** GIVEN REQUEST **
Copy out the listing below verbatim, from its very first line through the line that contains "36), (128, 40)]]", with both ends included.

** RECORDS FOR THE EXERCISE **
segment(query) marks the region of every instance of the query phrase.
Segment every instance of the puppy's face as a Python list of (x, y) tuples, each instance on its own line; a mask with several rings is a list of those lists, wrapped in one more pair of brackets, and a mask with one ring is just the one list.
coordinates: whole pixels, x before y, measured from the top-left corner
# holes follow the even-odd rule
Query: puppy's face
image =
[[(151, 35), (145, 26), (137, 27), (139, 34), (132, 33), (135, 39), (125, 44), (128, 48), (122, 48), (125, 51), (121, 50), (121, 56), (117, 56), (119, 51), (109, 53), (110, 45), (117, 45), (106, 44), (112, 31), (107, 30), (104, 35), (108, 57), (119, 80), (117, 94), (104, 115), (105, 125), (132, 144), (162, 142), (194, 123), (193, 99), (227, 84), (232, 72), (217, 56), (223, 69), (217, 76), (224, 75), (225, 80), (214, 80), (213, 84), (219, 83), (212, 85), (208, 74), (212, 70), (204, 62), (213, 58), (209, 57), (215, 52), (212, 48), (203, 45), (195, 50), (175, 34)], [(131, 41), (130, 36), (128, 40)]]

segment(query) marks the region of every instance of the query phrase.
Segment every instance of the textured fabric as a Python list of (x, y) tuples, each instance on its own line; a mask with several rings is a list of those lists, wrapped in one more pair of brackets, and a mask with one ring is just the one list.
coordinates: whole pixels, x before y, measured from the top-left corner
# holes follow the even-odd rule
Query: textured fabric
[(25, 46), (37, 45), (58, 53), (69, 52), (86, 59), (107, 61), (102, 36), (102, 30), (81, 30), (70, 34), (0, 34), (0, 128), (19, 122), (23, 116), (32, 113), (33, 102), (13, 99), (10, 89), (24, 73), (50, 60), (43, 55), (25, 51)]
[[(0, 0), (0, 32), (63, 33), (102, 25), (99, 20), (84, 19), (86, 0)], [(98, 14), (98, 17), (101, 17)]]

** TASK OUTPUT **
segment(query) marks the region of every instance of the query phrase.
Segment every instance of the puppy's face as a Python list of (x, y) tuples, each instance on its own line; a mask with several rings is a list of those lists, wrapped in one more pair of brackets, and a mask with one ring is just the one list.
coordinates: whole pixels, x before y, measured from the top-left corner
# holes follow the even-odd rule
Query: puppy's face
image =
[[(151, 35), (145, 26), (137, 27), (139, 34), (132, 33), (135, 39), (125, 44), (128, 48), (122, 48), (125, 51), (121, 50), (121, 56), (117, 56), (119, 51), (109, 53), (110, 45), (117, 45), (106, 44), (112, 31), (107, 30), (104, 35), (108, 57), (119, 80), (117, 94), (104, 115), (105, 125), (132, 144), (162, 142), (194, 123), (193, 99), (227, 84), (232, 72), (217, 56), (223, 69), (217, 76), (224, 75), (225, 80), (214, 80), (213, 84), (219, 83), (212, 85), (208, 74), (212, 70), (204, 62), (213, 58), (209, 57), (215, 52), (212, 48), (203, 45), (195, 50), (175, 34)], [(131, 41), (130, 36), (128, 40)]]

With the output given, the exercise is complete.